» **Given problem**:
Retype word for word the part of the material that opens with the line containing "The client would like the cloudy" and closes with the line containing "[307,227,331,248]". Include both of those lines.

— BEGIN Records supplied —

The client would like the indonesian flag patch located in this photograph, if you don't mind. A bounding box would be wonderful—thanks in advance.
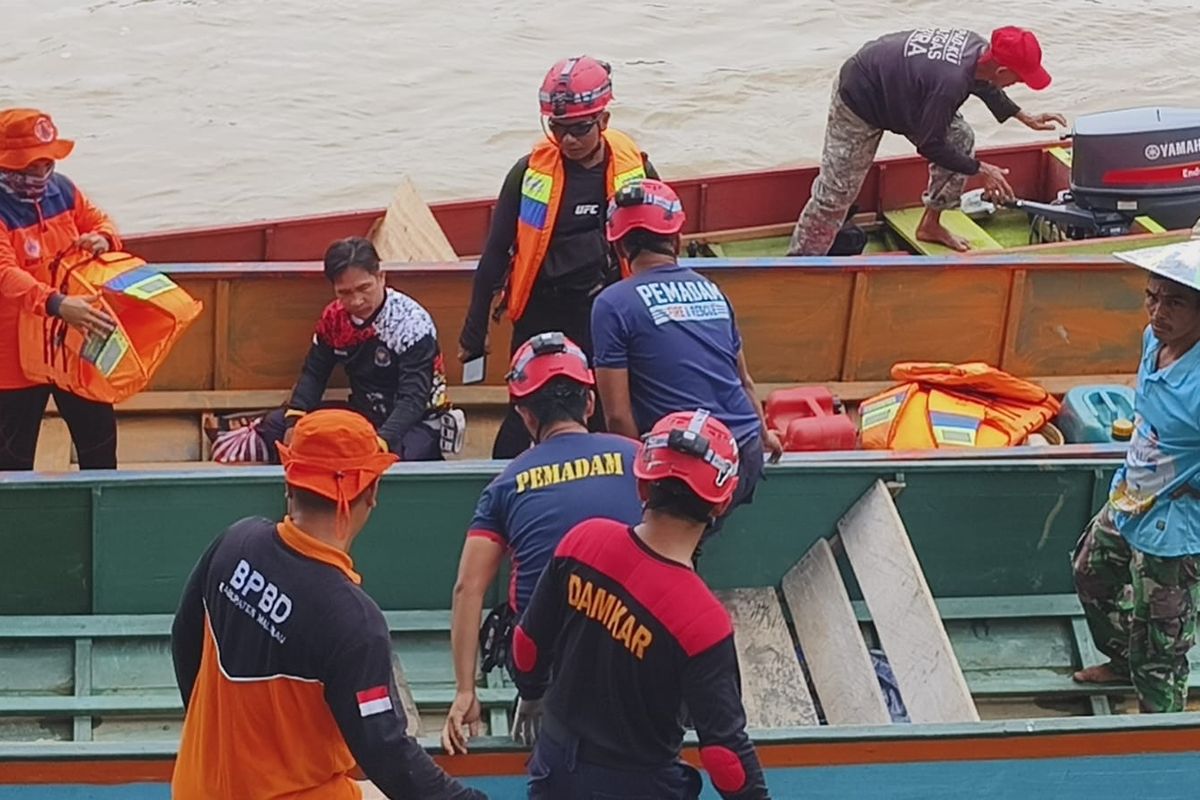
[354,686,391,717]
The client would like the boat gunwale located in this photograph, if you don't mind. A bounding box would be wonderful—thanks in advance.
[0,445,1126,492]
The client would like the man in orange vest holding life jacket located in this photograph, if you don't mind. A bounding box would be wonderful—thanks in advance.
[0,108,121,470]
[458,55,658,458]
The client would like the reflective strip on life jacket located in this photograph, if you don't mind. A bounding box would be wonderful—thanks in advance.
[508,128,646,321]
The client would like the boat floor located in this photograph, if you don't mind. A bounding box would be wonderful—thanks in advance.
[0,595,1200,744]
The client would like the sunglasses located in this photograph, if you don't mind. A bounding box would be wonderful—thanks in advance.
[550,116,600,139]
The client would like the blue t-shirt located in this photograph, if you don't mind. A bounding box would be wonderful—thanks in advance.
[1109,327,1200,558]
[467,433,642,614]
[592,264,761,444]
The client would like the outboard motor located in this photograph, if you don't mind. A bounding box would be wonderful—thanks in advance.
[1014,108,1200,241]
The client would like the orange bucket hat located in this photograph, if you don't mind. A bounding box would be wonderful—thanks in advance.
[276,409,400,534]
[0,108,74,170]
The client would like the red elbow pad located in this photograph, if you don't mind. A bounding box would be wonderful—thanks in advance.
[700,745,746,794]
[512,625,538,672]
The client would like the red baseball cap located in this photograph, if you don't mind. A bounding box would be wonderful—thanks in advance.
[988,25,1050,91]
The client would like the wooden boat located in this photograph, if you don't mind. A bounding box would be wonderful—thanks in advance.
[38,144,1187,470]
[0,446,1200,799]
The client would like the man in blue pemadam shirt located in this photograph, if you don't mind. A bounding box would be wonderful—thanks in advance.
[1073,242,1200,711]
[592,180,784,533]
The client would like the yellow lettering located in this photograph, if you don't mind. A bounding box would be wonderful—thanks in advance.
[629,625,654,661]
[605,603,629,636]
[614,614,637,650]
[576,581,594,612]
[588,589,611,619]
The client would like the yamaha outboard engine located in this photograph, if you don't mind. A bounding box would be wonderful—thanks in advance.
[1015,108,1200,241]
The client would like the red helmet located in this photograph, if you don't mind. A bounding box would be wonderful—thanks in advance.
[606,178,688,241]
[506,331,595,399]
[634,409,738,516]
[538,55,612,120]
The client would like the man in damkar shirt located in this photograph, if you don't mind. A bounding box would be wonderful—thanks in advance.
[170,409,487,800]
[787,28,1067,255]
[512,410,769,800]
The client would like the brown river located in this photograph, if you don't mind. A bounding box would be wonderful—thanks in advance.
[0,0,1200,231]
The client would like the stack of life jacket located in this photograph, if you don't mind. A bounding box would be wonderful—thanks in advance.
[858,361,1060,450]
[19,248,204,403]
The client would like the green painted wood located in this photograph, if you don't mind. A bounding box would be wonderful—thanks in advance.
[0,458,1116,614]
[0,485,91,614]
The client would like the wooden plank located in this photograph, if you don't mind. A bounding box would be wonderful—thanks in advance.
[212,281,232,389]
[34,416,71,473]
[716,588,817,728]
[391,650,421,736]
[838,481,979,722]
[72,637,91,741]
[371,175,458,261]
[835,266,1012,380]
[883,206,1004,255]
[782,539,892,724]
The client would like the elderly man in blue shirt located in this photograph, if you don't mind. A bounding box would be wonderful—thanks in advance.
[1073,242,1200,711]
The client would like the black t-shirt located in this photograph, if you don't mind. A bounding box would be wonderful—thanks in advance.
[458,148,659,351]
[840,28,1021,175]
[512,519,768,800]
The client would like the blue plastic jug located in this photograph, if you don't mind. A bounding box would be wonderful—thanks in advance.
[1055,385,1134,444]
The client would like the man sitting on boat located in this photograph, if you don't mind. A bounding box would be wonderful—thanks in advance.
[442,331,642,753]
[512,410,768,800]
[0,108,121,470]
[1073,250,1200,711]
[170,409,486,800]
[258,236,450,461]
[787,28,1067,255]
[458,55,656,458]
[592,180,784,542]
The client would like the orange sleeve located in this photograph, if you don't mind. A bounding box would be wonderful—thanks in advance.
[0,228,54,317]
[74,186,121,249]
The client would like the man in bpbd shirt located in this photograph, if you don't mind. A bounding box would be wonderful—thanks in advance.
[170,409,486,800]
[592,180,784,533]
[1073,242,1200,711]
[788,26,1067,255]
[512,410,769,800]
[442,331,642,754]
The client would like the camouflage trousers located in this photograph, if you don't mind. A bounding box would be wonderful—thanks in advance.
[787,80,974,255]
[1072,506,1200,711]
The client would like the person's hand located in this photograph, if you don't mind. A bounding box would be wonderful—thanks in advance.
[762,428,784,464]
[442,692,482,756]
[979,161,1016,204]
[1016,112,1067,131]
[512,697,541,747]
[59,294,116,338]
[76,234,108,255]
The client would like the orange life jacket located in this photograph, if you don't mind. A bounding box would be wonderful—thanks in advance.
[18,249,204,403]
[858,361,1060,450]
[0,173,121,390]
[508,128,646,321]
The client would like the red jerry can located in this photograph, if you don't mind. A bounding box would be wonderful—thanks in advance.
[767,386,858,452]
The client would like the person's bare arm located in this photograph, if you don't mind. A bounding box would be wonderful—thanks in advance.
[595,367,637,439]
[442,534,504,756]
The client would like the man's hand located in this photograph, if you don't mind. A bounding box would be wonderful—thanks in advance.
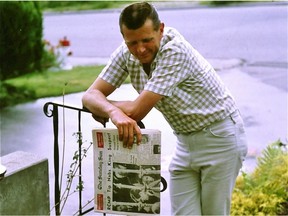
[92,114,109,127]
[110,111,142,149]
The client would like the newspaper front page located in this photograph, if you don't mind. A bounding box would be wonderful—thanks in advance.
[93,128,161,215]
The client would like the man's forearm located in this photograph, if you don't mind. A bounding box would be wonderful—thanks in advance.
[82,90,119,118]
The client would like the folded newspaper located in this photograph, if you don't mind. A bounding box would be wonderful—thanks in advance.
[93,128,161,215]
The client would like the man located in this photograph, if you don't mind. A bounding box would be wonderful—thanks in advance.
[83,2,247,215]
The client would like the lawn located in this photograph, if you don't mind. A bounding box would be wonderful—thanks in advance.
[0,65,129,107]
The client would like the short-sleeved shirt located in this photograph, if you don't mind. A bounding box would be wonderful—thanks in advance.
[99,27,237,133]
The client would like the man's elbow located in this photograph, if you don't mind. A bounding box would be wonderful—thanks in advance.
[82,92,89,108]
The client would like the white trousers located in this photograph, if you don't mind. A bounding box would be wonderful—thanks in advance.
[169,111,247,215]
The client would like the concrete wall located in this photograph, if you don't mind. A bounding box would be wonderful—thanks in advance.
[0,151,50,215]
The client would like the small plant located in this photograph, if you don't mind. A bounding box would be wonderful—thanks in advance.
[231,141,288,215]
[50,132,92,215]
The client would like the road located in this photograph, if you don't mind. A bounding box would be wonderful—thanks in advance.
[44,4,288,63]
[44,3,288,91]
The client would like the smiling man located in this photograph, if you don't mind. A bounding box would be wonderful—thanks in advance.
[83,2,247,215]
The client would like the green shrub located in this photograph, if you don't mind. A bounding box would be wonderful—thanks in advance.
[0,1,43,80]
[231,141,288,215]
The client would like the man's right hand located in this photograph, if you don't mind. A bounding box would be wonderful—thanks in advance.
[110,111,142,149]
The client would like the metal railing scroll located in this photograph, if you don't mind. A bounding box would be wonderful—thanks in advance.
[43,102,94,215]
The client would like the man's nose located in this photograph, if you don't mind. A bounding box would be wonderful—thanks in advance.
[137,42,146,53]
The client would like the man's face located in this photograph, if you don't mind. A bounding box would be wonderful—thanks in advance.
[122,19,164,64]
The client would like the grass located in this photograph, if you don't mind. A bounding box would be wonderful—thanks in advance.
[39,1,131,12]
[5,66,103,98]
[0,65,129,108]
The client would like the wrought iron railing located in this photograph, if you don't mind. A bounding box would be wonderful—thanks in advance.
[43,102,167,215]
[43,102,95,215]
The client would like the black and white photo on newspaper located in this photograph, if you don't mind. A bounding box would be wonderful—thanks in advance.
[93,128,161,214]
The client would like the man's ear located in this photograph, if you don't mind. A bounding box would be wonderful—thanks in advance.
[159,23,165,34]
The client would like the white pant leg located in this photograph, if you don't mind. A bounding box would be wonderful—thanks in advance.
[169,114,247,215]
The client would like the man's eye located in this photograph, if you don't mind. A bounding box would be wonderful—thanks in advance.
[126,41,137,46]
[142,38,153,43]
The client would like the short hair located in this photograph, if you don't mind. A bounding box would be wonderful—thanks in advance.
[119,2,160,34]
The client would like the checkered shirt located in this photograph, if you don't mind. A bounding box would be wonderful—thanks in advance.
[99,27,237,133]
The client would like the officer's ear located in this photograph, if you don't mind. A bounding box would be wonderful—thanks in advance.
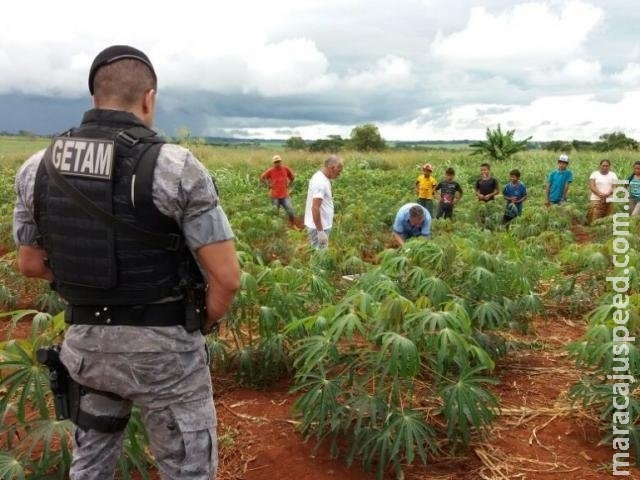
[142,88,156,127]
[142,88,156,115]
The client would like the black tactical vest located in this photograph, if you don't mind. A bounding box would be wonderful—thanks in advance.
[34,110,192,305]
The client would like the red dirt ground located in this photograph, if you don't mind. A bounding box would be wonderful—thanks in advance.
[0,292,640,480]
[214,317,640,480]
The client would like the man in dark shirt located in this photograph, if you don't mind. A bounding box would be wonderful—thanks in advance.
[476,163,500,202]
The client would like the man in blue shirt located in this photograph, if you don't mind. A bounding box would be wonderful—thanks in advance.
[393,203,431,245]
[545,154,573,205]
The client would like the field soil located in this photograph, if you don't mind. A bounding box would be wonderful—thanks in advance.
[214,316,640,480]
[0,298,640,480]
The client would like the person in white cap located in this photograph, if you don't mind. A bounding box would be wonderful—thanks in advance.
[304,155,343,248]
[260,155,295,223]
[545,153,573,205]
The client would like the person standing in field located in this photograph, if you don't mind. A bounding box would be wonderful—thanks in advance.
[587,158,618,223]
[260,155,295,223]
[475,163,500,202]
[502,168,527,225]
[13,45,240,480]
[627,161,640,216]
[545,154,573,206]
[416,163,438,217]
[436,167,462,218]
[393,203,431,245]
[304,155,343,248]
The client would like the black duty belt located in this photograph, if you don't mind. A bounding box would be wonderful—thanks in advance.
[64,300,185,327]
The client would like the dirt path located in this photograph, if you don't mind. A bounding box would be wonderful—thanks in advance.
[217,317,640,480]
[0,302,640,480]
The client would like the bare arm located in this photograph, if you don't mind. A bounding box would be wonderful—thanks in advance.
[196,240,240,329]
[589,178,607,198]
[544,182,551,205]
[18,245,54,282]
[311,198,324,231]
[393,232,404,245]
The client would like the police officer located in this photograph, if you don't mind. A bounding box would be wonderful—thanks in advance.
[13,45,240,480]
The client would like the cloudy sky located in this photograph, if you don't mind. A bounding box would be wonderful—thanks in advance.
[0,0,640,141]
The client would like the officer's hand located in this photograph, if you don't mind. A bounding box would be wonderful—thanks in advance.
[318,230,329,248]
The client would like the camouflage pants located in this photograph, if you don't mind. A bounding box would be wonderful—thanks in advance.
[61,344,218,480]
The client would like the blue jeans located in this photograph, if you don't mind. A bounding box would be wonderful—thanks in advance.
[307,227,331,248]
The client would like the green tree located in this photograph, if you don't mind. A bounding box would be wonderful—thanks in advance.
[469,124,531,160]
[284,137,307,150]
[351,123,387,152]
[546,140,573,152]
[309,135,345,153]
[594,132,638,152]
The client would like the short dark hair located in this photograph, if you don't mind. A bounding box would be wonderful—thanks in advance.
[409,205,424,218]
[93,58,157,107]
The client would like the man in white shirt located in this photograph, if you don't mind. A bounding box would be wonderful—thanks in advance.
[304,155,343,248]
[587,158,618,223]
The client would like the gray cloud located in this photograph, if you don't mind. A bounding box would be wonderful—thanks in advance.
[0,0,640,140]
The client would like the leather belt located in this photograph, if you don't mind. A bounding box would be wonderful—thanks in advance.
[64,300,185,327]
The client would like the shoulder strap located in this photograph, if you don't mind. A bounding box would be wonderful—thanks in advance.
[43,147,182,251]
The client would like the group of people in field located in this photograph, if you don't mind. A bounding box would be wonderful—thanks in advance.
[260,154,640,248]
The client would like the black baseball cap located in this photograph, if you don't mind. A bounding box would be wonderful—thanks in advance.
[89,45,158,95]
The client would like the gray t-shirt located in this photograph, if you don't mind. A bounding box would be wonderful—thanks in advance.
[13,144,234,353]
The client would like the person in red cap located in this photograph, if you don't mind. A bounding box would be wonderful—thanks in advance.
[13,45,240,480]
[416,163,438,217]
[260,155,295,224]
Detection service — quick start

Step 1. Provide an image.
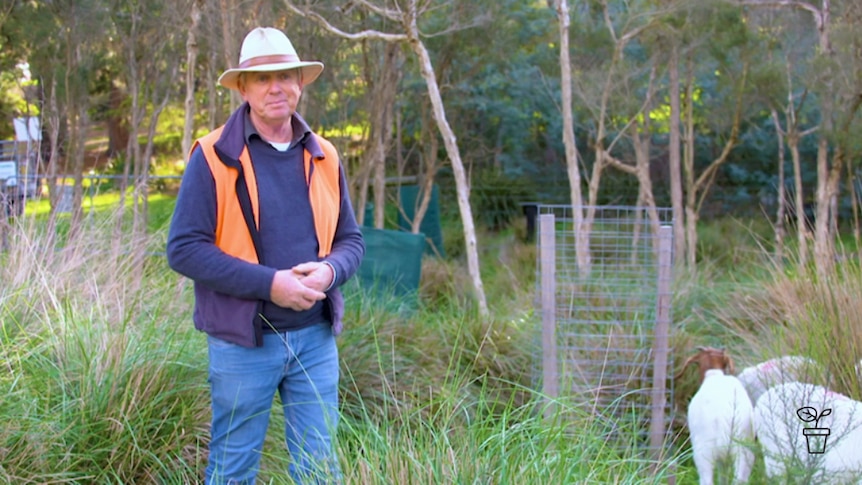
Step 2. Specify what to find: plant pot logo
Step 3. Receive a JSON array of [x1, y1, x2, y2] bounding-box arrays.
[[796, 406, 832, 454]]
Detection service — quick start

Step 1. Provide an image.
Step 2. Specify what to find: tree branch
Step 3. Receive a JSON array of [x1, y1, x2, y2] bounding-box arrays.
[[284, 0, 407, 42]]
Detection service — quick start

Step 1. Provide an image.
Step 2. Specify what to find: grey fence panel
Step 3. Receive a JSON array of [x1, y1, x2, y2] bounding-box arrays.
[[536, 205, 673, 458]]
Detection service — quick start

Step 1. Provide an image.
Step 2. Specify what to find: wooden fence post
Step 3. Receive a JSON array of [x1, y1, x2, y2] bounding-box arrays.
[[539, 214, 560, 418], [650, 225, 673, 463]]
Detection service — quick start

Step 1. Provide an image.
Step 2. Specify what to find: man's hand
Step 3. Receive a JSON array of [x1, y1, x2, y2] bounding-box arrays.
[[291, 261, 335, 291], [269, 263, 331, 311]]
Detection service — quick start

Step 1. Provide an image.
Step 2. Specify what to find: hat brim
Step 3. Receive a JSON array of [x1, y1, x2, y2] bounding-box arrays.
[[218, 61, 323, 90]]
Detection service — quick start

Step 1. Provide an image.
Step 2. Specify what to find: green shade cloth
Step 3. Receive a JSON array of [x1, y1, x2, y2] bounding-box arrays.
[[356, 226, 425, 297]]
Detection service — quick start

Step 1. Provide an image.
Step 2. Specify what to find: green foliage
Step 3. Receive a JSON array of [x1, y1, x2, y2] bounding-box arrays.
[[470, 170, 535, 231]]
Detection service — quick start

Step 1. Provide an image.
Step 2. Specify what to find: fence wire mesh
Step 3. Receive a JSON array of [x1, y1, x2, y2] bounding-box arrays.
[[536, 205, 673, 451]]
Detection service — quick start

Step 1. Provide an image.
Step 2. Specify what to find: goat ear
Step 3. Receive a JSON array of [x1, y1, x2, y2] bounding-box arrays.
[[724, 356, 736, 375], [673, 354, 699, 379]]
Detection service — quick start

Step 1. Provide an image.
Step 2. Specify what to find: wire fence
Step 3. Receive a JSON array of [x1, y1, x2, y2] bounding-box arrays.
[[536, 205, 673, 457]]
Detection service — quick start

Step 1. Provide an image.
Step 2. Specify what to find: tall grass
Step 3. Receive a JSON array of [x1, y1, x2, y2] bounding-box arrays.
[[0, 214, 207, 483], [0, 207, 712, 484]]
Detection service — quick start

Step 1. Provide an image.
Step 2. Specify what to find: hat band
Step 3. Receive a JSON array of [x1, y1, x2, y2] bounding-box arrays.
[[239, 54, 299, 69]]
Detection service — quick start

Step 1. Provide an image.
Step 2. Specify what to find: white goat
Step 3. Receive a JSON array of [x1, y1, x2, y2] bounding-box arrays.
[[737, 355, 824, 405], [754, 382, 862, 484], [677, 347, 754, 485]]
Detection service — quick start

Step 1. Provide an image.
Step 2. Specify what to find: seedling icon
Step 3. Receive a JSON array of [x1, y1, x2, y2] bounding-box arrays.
[[796, 406, 832, 454]]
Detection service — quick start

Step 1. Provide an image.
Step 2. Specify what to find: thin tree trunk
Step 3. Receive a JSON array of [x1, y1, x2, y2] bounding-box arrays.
[[555, 0, 591, 275], [408, 26, 490, 317], [668, 42, 694, 269], [182, 0, 203, 157]]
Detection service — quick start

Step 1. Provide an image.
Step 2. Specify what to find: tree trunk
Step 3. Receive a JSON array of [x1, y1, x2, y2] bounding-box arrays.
[[182, 0, 203, 157], [555, 0, 591, 275], [668, 42, 686, 261]]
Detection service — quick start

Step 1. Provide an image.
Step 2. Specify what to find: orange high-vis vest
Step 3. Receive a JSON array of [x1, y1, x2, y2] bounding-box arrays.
[[192, 126, 341, 263]]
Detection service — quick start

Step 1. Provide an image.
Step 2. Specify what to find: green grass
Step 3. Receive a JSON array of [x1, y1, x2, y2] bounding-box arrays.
[[6, 194, 862, 484]]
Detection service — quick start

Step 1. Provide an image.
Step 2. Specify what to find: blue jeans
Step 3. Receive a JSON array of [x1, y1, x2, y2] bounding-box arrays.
[[206, 322, 340, 485]]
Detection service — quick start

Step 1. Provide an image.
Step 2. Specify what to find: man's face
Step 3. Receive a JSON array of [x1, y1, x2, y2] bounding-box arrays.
[[239, 69, 302, 125]]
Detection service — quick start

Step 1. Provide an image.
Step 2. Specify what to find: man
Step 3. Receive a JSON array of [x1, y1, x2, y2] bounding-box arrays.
[[167, 28, 365, 484]]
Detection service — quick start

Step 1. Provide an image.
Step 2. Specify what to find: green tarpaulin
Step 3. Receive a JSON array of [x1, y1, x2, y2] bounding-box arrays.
[[356, 226, 425, 297]]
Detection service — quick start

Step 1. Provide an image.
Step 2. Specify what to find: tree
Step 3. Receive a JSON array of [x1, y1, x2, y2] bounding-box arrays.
[[554, 0, 590, 274], [285, 0, 489, 317]]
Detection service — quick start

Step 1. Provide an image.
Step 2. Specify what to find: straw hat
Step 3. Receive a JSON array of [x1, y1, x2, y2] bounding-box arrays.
[[218, 27, 323, 89]]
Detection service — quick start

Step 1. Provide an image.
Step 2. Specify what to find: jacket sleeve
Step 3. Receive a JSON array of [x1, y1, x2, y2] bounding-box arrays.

— END Records supplied —

» **The answer**:
The client would like the cloudy sky located in this photograph, if you don't mind. A bounding box would be wonderful—thanks in advance.
[0,0,640,141]
The client would like the officer's hand located in this photograph, if you don't mind. A bounding box would be wonderful—thanks in advance.
[318,230,329,248]
The client would like the camouflage pants located in this photograph, if you don't mind. A bounding box would be wonderful—thanks in advance.
[61,344,218,480]
The client would like the blue jeans located in this photograph, if you don't mind. A bounding box would be wonderful—thanks in advance.
[307,227,331,248]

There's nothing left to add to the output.